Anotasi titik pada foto
↓

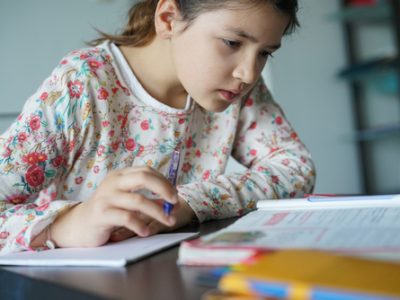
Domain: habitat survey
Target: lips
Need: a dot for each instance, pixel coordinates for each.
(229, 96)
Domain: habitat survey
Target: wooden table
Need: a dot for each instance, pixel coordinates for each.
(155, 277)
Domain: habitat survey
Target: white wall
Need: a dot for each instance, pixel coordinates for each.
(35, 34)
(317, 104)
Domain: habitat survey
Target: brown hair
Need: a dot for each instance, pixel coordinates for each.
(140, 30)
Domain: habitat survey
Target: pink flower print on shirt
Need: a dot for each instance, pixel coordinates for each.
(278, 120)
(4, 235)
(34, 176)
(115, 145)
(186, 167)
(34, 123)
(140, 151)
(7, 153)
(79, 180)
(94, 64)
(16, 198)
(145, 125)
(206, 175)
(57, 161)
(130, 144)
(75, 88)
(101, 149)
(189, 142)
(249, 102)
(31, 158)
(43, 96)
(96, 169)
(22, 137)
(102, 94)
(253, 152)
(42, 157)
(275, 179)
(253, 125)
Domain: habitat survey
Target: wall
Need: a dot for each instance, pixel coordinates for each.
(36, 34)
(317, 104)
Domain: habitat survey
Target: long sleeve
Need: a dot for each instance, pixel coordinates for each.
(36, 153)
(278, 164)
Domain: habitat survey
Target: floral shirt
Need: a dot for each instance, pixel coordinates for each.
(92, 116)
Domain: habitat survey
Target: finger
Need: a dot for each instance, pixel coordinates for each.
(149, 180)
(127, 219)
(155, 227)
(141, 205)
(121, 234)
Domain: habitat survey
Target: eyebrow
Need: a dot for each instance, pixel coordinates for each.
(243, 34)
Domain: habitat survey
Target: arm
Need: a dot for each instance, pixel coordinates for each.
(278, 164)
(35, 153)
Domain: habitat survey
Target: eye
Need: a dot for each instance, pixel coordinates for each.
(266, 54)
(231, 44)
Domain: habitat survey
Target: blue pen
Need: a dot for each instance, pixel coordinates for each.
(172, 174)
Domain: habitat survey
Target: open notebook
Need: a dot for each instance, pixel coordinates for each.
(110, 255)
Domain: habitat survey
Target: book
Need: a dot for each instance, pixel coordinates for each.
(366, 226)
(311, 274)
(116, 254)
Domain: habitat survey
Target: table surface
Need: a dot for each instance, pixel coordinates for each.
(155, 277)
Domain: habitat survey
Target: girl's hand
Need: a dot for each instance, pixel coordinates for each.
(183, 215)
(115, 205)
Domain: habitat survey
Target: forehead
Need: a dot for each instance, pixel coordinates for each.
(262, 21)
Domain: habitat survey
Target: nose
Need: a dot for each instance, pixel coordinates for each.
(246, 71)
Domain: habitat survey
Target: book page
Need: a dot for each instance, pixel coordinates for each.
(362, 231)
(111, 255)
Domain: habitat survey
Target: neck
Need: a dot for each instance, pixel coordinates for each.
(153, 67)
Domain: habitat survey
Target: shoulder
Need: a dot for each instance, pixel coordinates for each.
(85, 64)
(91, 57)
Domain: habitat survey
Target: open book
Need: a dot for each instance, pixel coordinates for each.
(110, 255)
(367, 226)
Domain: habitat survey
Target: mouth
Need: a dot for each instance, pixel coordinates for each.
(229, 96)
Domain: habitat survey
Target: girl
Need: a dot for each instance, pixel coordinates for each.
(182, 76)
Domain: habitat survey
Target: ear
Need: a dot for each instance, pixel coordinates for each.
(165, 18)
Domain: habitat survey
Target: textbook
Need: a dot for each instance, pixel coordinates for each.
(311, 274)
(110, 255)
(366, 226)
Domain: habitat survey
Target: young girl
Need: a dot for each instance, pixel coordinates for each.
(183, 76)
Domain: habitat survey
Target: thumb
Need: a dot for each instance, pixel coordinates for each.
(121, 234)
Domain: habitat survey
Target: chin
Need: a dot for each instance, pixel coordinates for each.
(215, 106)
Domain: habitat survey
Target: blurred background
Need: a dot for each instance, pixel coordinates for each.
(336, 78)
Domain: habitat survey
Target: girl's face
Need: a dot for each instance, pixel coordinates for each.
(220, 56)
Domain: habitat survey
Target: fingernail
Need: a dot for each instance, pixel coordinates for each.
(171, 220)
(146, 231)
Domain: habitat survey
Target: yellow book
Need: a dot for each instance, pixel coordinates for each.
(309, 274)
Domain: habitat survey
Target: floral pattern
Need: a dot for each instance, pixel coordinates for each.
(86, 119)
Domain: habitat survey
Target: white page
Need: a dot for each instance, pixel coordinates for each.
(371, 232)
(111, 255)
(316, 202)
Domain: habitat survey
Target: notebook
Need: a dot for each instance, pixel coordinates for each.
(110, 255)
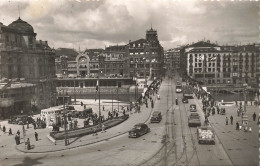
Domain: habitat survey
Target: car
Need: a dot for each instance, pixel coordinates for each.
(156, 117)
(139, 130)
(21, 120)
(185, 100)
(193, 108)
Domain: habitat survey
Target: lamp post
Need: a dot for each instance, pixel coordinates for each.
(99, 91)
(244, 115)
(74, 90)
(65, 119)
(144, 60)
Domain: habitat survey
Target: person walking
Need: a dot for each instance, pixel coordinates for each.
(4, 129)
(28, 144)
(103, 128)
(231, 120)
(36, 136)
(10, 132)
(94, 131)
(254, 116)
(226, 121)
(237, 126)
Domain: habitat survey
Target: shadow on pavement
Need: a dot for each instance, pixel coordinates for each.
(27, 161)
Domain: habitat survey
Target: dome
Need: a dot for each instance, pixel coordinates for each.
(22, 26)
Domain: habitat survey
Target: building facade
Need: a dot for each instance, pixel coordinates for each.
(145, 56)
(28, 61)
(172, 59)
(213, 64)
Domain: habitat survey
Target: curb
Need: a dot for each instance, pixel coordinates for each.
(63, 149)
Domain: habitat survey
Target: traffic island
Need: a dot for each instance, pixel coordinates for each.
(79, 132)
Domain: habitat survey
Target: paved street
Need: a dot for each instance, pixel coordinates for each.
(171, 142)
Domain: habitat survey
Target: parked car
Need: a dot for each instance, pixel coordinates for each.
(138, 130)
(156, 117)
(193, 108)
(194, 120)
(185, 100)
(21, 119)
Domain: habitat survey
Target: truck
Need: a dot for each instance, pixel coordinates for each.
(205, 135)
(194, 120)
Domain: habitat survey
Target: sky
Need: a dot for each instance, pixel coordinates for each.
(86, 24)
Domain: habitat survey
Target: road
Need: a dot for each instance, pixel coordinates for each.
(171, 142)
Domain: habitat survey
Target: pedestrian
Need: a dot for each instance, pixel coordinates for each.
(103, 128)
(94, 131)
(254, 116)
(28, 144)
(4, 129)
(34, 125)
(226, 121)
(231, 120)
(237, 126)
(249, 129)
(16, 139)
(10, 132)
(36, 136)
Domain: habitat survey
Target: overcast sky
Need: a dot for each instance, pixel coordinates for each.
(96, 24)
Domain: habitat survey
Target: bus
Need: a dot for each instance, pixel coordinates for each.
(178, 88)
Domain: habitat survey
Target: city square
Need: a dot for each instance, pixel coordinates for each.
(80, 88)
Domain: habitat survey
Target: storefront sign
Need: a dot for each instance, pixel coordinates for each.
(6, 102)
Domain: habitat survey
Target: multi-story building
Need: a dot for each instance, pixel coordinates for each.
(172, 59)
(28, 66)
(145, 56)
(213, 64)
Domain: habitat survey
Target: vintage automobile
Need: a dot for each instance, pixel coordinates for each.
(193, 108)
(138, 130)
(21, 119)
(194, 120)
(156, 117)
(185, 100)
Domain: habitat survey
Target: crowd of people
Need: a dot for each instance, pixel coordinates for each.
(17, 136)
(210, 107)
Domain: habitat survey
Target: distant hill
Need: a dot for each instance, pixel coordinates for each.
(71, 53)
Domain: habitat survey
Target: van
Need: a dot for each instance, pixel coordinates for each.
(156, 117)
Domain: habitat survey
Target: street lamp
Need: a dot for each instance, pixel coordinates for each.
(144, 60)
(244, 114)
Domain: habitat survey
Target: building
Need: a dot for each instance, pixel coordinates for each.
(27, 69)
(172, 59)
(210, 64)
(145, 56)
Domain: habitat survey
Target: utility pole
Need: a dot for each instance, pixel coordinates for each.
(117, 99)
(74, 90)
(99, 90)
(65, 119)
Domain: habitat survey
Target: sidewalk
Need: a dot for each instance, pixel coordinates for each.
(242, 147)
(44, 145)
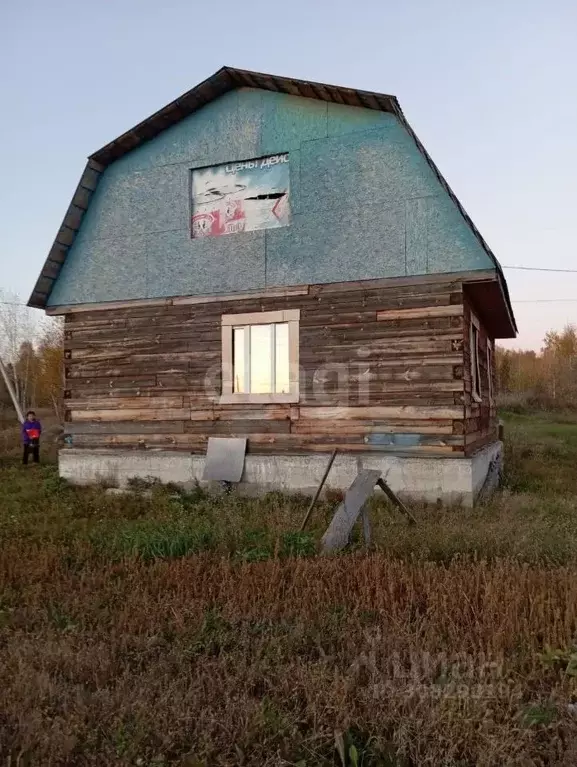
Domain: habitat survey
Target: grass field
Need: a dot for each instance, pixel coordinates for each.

↑

### Ketentuan Tugas
Hitung jumlah baris dalam entri di atas yang memuat kata "floral" dengan membedakan huruf besar dan kecil. Tuliskan angkanya saja.

### Jawaban Tugas
2